§ **Objective**: Rewrite the data below, changing every "shelf audit" to "point check" and keeping everything else the same.

== Records for this exercise ==

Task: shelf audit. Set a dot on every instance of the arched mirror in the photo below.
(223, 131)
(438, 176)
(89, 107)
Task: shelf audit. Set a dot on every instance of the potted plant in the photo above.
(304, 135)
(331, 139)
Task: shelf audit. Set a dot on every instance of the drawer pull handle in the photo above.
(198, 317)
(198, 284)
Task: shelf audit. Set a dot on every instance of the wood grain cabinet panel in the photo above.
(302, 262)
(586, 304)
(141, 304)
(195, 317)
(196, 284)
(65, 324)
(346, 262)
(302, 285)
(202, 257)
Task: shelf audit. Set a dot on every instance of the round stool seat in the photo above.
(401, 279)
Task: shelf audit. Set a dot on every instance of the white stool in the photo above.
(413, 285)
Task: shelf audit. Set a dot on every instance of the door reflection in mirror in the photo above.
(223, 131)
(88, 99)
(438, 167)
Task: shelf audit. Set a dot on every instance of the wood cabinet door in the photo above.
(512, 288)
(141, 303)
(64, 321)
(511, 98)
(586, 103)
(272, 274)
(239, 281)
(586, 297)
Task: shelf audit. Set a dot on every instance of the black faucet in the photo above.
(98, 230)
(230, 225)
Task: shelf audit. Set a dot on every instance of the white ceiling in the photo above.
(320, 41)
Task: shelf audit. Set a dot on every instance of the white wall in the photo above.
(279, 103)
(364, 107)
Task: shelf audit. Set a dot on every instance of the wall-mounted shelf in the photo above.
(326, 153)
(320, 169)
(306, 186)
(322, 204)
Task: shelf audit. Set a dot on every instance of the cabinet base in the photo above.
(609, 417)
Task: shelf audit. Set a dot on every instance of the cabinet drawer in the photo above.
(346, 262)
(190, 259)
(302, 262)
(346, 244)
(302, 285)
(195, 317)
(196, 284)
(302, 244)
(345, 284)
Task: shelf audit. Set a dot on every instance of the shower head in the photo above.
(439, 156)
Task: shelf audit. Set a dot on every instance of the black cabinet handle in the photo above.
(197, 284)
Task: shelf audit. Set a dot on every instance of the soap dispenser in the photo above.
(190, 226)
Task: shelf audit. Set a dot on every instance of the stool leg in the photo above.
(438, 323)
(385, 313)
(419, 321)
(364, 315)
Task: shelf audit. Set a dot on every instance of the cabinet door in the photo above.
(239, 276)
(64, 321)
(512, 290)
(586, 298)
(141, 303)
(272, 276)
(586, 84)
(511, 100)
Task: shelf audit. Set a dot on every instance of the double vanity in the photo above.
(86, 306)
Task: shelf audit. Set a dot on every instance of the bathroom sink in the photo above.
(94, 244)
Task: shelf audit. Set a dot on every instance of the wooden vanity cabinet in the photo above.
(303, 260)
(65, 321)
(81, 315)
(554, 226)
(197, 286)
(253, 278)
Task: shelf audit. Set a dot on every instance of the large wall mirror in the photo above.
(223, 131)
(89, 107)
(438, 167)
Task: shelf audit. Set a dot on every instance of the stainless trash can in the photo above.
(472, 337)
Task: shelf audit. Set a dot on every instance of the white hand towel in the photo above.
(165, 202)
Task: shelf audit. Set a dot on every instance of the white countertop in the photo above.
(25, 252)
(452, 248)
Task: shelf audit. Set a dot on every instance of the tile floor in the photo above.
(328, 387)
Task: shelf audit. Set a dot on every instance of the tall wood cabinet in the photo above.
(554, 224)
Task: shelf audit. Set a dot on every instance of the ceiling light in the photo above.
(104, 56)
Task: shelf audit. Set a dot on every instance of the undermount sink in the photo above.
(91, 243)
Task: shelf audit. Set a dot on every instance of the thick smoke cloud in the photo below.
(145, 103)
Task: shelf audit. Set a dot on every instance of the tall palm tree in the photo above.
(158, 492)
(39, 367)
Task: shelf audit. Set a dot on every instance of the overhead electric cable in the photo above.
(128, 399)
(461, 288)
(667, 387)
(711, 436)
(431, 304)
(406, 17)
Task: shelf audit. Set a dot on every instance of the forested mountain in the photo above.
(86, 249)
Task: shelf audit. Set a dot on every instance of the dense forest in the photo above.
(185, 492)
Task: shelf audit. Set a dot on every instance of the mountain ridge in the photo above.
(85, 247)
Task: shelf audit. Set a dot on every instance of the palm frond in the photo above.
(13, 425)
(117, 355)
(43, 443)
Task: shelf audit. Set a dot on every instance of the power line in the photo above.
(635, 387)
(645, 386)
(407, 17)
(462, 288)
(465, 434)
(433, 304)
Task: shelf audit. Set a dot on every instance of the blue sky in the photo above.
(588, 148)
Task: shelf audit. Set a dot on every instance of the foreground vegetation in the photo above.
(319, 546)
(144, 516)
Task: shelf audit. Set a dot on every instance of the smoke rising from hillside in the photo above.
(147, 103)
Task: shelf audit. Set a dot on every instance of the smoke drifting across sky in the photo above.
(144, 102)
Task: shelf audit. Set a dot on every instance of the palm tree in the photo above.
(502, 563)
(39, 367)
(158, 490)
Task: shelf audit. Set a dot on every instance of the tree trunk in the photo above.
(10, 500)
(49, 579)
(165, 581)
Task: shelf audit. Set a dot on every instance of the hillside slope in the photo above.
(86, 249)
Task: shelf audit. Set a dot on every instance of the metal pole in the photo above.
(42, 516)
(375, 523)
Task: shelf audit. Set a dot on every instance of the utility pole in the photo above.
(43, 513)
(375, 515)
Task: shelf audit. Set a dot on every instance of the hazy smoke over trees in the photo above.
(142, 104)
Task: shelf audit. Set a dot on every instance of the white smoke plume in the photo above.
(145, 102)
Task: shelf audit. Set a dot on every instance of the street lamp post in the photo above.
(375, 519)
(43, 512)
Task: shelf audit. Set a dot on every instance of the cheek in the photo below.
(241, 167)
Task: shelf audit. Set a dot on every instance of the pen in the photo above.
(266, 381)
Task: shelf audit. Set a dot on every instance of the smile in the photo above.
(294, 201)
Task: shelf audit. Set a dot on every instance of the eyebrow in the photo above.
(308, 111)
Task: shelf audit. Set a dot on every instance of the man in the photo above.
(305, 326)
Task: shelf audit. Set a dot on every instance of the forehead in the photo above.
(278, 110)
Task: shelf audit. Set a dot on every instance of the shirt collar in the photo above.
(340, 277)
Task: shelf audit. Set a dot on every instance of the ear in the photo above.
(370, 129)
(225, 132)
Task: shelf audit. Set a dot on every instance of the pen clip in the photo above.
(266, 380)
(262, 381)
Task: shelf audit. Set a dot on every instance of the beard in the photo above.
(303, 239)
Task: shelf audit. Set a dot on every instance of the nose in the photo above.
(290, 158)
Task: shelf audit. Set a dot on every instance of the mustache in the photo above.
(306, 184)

===

§ **Task output**:
Task: point check. Set a dot on every instance of the arched mirror in the photo below.
(223, 131)
(438, 176)
(89, 107)
Task: point check. Set a dot on every instance of the potted plant in the photo above.
(304, 135)
(331, 139)
Task: point check. Set a dot on every instance of the drawer pull handle in the photo above.
(198, 317)
(198, 284)
Task: point check. Set a dot on every instance of the wood grain cabinet panel in the photo above.
(302, 262)
(586, 304)
(141, 304)
(195, 317)
(196, 284)
(65, 324)
(346, 262)
(302, 285)
(202, 257)
Task: point check. Set a dot on every instance of the round stool seat in the photo above.
(401, 279)
Task: point check. Set a dot on every instance of the white stool in the photo above.
(413, 285)
Task: point check. Set a dot on every instance of the door reflection in mirror in the photo above.
(223, 131)
(88, 99)
(438, 167)
Task: point check. Set a dot on every instance of the wood cabinet door in the photo above.
(512, 288)
(141, 303)
(64, 321)
(511, 98)
(586, 103)
(272, 274)
(239, 281)
(586, 297)
Task: point check. Set a dot on every instance of the black faucet in the photo above.
(98, 230)
(230, 225)
Task: point check. Set a dot on every instance of the white ceiling in the photo above.
(320, 41)
Task: point check. Set a dot on every instance of the white wall in the photo above.
(279, 103)
(364, 107)
Task: point check. Set a dot on every instance of the wall-mounted shelf in the photo above.
(326, 153)
(320, 169)
(306, 186)
(322, 204)
Task: point check. Set a dot on every instance of the cabinet base in the photo above.
(609, 417)
Task: point check. Set a dot on every instance of the cabinet drawer in the photo above.
(346, 262)
(190, 259)
(302, 262)
(346, 244)
(302, 285)
(195, 317)
(196, 284)
(302, 244)
(345, 284)
Task: point check. Set a dot on every instance of the shower head in the photo above.
(439, 156)
Task: point check. Set a dot on every instance of the black cabinet handle in the photo above.
(197, 284)
Task: point check. Set a dot on every instance of the soap dispenser in the photo above.
(190, 226)
Task: point check. Set a dot on every instance of the stool leg in the photo above.
(438, 323)
(385, 313)
(419, 321)
(364, 315)
Task: point check. Set a dot on every instance of the cabinet door in the photo above.
(239, 276)
(64, 321)
(512, 290)
(586, 298)
(141, 303)
(272, 276)
(586, 84)
(511, 100)
Task: point check. Set a dot on every instance of the double vanity in the photo above.
(86, 306)
Task: point check. Set a dot on every instance of the bathroom sink in the photo above.
(94, 244)
Task: point check. Set a dot on every instance of the wooden vanity cabinet in the photo above.
(303, 260)
(65, 321)
(81, 315)
(554, 226)
(197, 286)
(253, 278)
Task: point check. Set a dot on every instance of the large wall mirror in the photo above.
(223, 131)
(89, 107)
(438, 167)
Task: point check. Set a dot on every instance of the stainless trash can in the photo above.
(472, 337)
Task: point check. Set a dot on every instance of the white hand towel in the photo above.
(165, 202)
Task: point check. Set a dot on every instance of the white countertop in the photo above.
(25, 252)
(452, 248)
Task: point check. Set a dot on every instance of the tile floor in the photo above.
(328, 387)
Task: point check. Set a dot on every instance of the tall wood cabinet in the photo above.
(554, 224)
Task: point check. Set a dot on every instance of the ceiling light in the photo above.
(104, 56)
Task: point check. Set a dot on every instance of the undermount sink in the photo above.
(91, 243)
Task: point check. Set a dot on every instance of the thick smoke cloud in the photo below.
(145, 103)
Task: point check. Set a dot on every instance of the tall palm tree in the photo above.
(158, 492)
(39, 367)
Task: point check. Set a dot on every instance of the overhead electric cable in the photo above.
(128, 399)
(461, 288)
(667, 387)
(711, 436)
(431, 304)
(406, 17)
Task: point check. Set a dot on every instance of the forested mountain in the photo above.
(86, 249)
Task: point check. Set a dot on every instance of the dense forest in the photo above.
(185, 492)
Task: point check. Set a dot on every instance of the mountain ridge in the photo above.
(85, 247)
Task: point check. Set a dot on every instance of the palm frond in the photo above.
(13, 425)
(117, 355)
(43, 443)
Task: point check. Set a dot on every instance of the power line in the photo above.
(635, 387)
(645, 386)
(407, 17)
(462, 288)
(465, 434)
(433, 304)
Task: point check. Set a dot on every instance of the blue sky in the photo above.
(588, 148)
Task: point check. Set a dot on every instance of the foreground vegetation in the photo above.
(319, 546)
(144, 516)
Task: point check. Set a dot on every instance of the smoke rising from hillside in the photo above.
(147, 103)
Task: point check. Set a dot on every instance of the smoke drifting across sky in the photo above.
(144, 102)
Task: point check. Set a dot on every instance of the palm tree in the photo above.
(502, 563)
(39, 367)
(158, 490)
Task: point check. Set a dot on every instance of the tree trunk in the photo above.
(10, 500)
(49, 579)
(165, 581)
Task: point check. Set a dot on every instance of the hillside slope in the photo above.
(86, 249)
Task: point check. Set a dot on every instance of the metal pole in the photo above.
(42, 516)
(375, 523)
Task: point check. Set a dot on every instance of the utility pole in the photo above.
(43, 513)
(375, 515)
Task: point check. Set a dot on every instance of the hazy smoke over trees in the photo above.
(142, 104)
Task: point check. Set a dot on every instance of the white smoke plume in the photo above.
(145, 102)
Task: point check. Set a dot on every instance of the street lamp post in the photo above.
(375, 519)
(43, 512)
Task: point check. Set a dot on every instance of the cheek in the photo below.
(241, 167)
Task: point check. Set a dot on every instance of the pen in the photo above.
(266, 381)
Task: point check. Set a dot on every instance of the smile in the photo above.
(294, 201)
Task: point check. Set a dot on every instance of the eyebrow in the photo above.
(308, 111)
Task: point check. Set a dot on every instance of the man in the photo above.
(305, 326)
Task: point check. Set a dot on every instance of the forehead in the photo above.
(278, 110)
Task: point check. Set a dot on every instance of the shirt collar in the photo above.
(340, 277)
Task: point check. Set a dot on every instance of the ear in the photo above.
(370, 129)
(225, 132)
Task: point check. Set a dot on every instance of the pen clip in the photo above.
(266, 380)
(262, 381)
Task: point check. Set a dot on every instance of the beard in the photo above.
(303, 239)
Task: point check. Set a dot on every instance of the nose in the photo above.
(290, 158)
Task: point check. Set a dot on every instance of the mustache in the photo above.
(306, 184)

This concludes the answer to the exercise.